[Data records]
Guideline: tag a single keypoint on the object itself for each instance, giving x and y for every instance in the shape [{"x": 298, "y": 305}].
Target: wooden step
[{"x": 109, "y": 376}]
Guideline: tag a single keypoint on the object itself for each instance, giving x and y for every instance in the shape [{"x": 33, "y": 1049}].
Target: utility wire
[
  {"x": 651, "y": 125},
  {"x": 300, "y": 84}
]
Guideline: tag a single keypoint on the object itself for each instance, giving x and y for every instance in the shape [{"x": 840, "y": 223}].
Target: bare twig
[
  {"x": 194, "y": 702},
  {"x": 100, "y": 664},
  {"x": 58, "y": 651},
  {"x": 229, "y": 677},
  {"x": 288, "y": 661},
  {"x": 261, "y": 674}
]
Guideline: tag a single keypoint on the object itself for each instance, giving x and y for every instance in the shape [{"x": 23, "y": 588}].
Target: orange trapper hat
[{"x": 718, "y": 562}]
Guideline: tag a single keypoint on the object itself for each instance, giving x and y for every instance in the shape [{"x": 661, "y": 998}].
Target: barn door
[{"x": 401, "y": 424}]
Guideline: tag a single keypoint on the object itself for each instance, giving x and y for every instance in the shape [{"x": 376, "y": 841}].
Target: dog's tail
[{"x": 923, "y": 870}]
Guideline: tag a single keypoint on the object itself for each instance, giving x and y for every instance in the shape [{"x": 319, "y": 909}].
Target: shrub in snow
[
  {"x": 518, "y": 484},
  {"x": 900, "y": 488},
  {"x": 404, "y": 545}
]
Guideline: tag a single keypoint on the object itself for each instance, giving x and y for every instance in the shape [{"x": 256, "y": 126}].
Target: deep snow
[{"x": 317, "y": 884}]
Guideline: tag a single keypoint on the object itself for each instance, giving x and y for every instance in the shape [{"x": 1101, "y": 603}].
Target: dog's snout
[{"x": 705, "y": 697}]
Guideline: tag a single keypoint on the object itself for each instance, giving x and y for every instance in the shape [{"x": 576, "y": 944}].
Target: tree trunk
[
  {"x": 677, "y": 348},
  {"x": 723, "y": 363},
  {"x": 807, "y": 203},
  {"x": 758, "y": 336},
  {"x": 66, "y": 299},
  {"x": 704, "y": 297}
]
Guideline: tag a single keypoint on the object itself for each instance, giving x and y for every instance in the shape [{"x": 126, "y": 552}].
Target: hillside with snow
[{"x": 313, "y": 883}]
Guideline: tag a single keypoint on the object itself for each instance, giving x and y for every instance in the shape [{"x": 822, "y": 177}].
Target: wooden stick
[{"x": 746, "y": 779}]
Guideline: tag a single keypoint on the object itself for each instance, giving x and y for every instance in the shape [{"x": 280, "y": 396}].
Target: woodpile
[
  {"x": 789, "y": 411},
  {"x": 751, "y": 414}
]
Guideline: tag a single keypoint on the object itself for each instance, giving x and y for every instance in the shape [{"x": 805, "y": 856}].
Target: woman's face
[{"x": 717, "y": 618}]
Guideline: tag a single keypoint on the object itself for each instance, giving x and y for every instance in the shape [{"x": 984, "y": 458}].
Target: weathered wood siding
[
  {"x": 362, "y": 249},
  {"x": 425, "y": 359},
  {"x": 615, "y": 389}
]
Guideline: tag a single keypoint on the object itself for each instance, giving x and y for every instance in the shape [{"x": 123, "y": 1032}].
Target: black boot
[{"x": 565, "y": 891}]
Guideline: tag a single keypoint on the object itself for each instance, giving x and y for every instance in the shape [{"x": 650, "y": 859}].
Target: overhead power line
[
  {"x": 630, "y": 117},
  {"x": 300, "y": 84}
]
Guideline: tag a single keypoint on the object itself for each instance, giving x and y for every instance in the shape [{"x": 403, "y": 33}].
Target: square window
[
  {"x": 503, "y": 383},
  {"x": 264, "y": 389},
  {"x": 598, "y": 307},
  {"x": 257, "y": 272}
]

▸ **WHAT YOU ARE ASKED TO DO**
Show every line in the data records above that contains the word "wooden", copying each one in full.

▸ **RESPONSE TO THE TASK**
Target: wooden step
Target: wooden stick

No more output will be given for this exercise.